◆ **Excerpt provided**
:::::

Figure 9. shows the spatial likelihood of landslide occurrences with the five classes, from very low (dark green) where landslides are not anticipated to very high (red) where landslides are possible using five methods.
4.6. Model Validation
For the validation process, the total landslides of the entire study area were randomly divided into two groups: training data (5921) and validation data (2538). A ROC plot of sensitivity (true positive rate) and 1-specificity (false positive rate) was made for validation. The prediction rate curves of AUC values of five models (PLFR, InV, CF, ANN and SVM) for validation are 0.77, 0.79, 0.81, 0.85 and 0.87, respectively in
Figure 10. According to AUC results, it can be seen that SVM, ANN and CF models (AUC > 0.8) are considered good for application in landslide susceptibility mapping. Additionally, PLFR and InV models (0.7 < AUC < 0.8) are regarded as acceptable. Among these five models, the highest prediction accuracy is the SVM model. Therefore, it can draw a conclusion that the performance of the presented models in this study can satisfy the requirements of landslide prediction.

:::::

◆ **Listed entries**
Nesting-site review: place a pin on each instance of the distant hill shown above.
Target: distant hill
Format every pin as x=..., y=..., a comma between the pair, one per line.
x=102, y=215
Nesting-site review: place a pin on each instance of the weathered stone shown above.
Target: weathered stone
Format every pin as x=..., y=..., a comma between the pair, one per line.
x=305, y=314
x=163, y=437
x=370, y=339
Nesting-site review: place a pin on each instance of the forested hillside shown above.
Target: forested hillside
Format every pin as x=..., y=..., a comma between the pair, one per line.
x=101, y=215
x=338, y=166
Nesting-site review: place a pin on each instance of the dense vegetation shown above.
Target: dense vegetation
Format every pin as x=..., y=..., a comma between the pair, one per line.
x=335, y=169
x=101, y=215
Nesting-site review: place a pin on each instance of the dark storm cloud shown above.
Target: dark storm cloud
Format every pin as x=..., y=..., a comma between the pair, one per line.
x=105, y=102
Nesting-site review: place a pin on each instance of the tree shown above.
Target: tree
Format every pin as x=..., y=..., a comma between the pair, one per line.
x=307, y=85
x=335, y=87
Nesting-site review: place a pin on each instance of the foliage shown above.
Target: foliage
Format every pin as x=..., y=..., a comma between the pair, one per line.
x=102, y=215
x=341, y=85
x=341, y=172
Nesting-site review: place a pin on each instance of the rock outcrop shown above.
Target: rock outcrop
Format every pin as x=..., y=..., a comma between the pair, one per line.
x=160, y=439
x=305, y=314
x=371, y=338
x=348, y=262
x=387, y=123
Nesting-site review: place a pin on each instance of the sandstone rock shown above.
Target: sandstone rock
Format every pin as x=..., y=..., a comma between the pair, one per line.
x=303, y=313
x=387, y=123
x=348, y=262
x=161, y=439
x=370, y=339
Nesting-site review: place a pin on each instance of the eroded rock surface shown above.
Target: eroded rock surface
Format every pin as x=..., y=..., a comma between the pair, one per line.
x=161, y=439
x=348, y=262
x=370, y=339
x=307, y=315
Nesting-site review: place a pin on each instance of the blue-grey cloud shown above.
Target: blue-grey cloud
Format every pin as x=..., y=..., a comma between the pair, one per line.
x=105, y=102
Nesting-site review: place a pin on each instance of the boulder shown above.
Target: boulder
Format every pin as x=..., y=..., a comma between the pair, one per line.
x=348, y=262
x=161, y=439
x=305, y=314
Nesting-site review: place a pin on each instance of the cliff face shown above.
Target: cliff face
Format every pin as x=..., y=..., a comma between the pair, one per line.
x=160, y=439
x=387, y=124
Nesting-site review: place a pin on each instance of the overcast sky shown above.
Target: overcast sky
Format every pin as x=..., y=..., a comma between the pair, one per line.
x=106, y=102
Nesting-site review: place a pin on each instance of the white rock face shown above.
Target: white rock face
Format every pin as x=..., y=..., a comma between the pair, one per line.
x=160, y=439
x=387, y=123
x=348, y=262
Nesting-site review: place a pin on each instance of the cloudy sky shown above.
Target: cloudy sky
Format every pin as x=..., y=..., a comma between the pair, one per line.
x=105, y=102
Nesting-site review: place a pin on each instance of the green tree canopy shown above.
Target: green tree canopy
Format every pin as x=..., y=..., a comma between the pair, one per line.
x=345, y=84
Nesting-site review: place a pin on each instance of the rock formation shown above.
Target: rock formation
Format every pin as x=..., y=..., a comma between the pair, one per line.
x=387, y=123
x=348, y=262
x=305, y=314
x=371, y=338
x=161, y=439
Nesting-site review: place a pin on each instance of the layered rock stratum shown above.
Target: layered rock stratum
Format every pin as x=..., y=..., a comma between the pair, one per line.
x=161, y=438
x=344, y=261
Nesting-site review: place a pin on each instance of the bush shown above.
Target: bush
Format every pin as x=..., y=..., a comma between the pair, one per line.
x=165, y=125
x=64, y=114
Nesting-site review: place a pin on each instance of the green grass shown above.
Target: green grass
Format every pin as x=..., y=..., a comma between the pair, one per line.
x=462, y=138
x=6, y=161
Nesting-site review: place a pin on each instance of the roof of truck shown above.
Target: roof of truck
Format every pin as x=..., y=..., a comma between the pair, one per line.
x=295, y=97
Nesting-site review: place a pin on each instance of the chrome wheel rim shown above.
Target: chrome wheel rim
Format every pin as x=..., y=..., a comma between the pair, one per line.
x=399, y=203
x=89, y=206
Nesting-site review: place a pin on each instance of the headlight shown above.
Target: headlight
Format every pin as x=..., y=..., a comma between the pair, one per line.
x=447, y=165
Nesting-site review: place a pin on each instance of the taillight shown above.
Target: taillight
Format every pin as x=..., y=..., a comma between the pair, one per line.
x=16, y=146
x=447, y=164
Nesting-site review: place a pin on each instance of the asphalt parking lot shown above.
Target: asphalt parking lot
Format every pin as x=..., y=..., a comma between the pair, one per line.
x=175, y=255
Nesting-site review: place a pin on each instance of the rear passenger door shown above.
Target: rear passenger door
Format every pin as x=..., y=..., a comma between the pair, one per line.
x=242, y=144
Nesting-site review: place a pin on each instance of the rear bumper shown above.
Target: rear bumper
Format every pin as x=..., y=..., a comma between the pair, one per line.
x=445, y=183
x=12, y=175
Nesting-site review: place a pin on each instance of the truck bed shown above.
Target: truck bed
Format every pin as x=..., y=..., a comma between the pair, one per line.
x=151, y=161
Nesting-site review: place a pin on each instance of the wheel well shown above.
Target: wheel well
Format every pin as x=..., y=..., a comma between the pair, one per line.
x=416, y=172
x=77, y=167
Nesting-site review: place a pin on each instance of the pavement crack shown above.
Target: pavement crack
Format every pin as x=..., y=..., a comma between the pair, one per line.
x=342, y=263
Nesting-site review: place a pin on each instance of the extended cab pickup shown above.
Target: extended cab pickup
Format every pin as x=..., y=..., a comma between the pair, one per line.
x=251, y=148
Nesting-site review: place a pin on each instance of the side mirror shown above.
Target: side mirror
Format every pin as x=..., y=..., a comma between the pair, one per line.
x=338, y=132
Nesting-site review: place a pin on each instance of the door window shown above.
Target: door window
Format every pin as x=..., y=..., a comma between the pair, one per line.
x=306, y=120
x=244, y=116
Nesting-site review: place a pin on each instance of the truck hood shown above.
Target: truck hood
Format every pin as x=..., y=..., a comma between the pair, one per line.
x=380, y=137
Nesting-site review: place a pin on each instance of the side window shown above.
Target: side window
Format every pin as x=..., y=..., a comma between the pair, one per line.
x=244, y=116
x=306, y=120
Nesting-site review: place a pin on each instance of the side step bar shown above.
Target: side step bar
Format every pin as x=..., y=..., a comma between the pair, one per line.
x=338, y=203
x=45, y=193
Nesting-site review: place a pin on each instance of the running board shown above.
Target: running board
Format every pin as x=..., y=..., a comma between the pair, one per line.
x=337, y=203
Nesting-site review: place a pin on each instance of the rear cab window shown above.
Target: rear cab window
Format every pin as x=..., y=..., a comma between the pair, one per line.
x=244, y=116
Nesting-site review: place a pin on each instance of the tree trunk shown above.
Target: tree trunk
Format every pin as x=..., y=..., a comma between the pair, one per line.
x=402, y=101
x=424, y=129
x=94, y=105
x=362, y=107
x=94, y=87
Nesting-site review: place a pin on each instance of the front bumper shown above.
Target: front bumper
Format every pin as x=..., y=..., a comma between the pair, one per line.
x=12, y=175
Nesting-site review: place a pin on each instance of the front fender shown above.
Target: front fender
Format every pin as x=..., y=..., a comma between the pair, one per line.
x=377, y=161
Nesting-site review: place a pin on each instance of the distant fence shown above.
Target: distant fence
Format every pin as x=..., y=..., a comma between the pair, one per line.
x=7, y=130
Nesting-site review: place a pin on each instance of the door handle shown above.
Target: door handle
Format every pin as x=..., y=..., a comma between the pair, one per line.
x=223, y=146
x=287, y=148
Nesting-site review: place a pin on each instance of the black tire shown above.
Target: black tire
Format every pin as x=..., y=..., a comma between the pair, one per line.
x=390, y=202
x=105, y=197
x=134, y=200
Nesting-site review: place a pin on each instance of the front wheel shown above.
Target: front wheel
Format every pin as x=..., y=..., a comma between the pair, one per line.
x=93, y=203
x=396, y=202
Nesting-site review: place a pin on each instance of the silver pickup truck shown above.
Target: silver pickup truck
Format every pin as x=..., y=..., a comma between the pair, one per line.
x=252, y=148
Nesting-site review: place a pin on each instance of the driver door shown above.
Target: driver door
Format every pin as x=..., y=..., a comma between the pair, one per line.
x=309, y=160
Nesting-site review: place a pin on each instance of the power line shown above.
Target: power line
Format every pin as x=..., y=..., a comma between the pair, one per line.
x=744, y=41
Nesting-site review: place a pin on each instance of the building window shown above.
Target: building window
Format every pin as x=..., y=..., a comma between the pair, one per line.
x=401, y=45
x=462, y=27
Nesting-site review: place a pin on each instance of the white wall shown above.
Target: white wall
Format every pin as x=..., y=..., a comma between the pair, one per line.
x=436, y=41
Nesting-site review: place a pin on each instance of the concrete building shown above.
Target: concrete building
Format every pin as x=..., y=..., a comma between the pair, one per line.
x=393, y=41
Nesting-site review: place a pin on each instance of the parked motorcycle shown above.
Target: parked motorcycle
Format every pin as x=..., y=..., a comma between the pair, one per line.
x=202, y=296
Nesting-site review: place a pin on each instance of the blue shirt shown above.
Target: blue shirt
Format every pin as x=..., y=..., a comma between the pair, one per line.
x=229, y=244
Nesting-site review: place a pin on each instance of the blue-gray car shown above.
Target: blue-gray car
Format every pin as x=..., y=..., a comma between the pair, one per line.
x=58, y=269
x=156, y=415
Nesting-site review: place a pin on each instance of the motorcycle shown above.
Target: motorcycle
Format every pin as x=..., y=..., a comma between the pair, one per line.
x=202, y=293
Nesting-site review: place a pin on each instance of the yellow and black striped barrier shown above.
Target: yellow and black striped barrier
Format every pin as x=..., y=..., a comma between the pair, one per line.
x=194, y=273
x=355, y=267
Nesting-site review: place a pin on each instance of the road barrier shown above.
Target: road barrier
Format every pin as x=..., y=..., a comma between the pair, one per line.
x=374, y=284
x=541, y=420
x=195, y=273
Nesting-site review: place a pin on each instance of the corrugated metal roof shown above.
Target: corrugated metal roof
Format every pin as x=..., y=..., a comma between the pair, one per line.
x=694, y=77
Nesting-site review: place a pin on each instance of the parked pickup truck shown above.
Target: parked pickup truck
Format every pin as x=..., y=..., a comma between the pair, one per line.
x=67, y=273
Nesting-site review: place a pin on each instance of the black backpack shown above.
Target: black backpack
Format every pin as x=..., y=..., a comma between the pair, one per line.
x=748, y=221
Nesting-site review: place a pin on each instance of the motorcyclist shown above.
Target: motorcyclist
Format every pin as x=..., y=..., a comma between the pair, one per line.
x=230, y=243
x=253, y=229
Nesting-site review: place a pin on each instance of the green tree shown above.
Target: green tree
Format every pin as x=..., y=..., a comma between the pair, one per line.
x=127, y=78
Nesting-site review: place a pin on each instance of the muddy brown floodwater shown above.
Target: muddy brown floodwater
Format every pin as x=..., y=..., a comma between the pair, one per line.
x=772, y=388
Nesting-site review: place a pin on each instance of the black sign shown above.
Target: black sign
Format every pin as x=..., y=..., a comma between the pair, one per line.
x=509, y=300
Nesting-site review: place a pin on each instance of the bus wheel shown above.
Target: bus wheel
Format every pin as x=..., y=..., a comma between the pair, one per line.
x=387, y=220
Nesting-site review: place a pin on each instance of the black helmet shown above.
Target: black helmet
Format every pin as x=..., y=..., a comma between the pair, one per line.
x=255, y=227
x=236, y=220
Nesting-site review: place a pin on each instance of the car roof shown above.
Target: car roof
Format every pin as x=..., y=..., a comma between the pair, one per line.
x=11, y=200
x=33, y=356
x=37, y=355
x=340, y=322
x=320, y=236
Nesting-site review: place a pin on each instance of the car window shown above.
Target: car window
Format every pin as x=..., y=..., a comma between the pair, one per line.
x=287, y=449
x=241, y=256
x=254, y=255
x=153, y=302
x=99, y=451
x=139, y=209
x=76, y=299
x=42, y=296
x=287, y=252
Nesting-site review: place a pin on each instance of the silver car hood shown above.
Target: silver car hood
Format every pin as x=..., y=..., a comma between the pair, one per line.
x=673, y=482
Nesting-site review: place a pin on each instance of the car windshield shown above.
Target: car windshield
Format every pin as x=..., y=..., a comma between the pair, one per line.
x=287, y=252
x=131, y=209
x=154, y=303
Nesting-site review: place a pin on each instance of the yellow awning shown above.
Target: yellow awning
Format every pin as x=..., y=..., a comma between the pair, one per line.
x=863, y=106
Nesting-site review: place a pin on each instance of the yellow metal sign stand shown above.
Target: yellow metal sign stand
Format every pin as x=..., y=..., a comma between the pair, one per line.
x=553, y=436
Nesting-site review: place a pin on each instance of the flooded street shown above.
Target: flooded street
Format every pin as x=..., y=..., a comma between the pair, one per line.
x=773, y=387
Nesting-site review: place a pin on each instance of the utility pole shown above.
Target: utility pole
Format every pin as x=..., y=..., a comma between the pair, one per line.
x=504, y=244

:::::

◆ **Problems to solve**
• 1. According to the landslide model text, which model had the highest prediction accuracy?
• 2. Continue the landslide model text from its final sentence.
The listing has no connection to the landslide model text.

◆ **Answer list**
• 1. The SVM model, with an AUC of 0.87.

• 2.
Figure 11 shows that 91.87% of the total landslides occurred in 54.48% of the area classified as high (high and very high) for the PLFR. As for the CF model, 94.52% of the total landslides in 63.67% of the area as high (high and very high). For the InV method, 93.28% accounted for the entire landslides happened in the 55.76% of the area classified from high to very high susceptibility levels. In the case of ANN model, 95.51% of total landslides occurred at 60.26%, while, SVM 96.84% of total landslide occurred in 58.67% of the study area. Among the five models, over 90% landslides occurred in the high area. The above results display that the prediction landslide occurrence of three models agrees with the real condition. From their comparisons, we can see that the most landslides occurred at high and very high susceptible areas of SVM model, while more areas were predicted the susceptible-areas for the CF models, followed by ANN, SVM and PLRM models.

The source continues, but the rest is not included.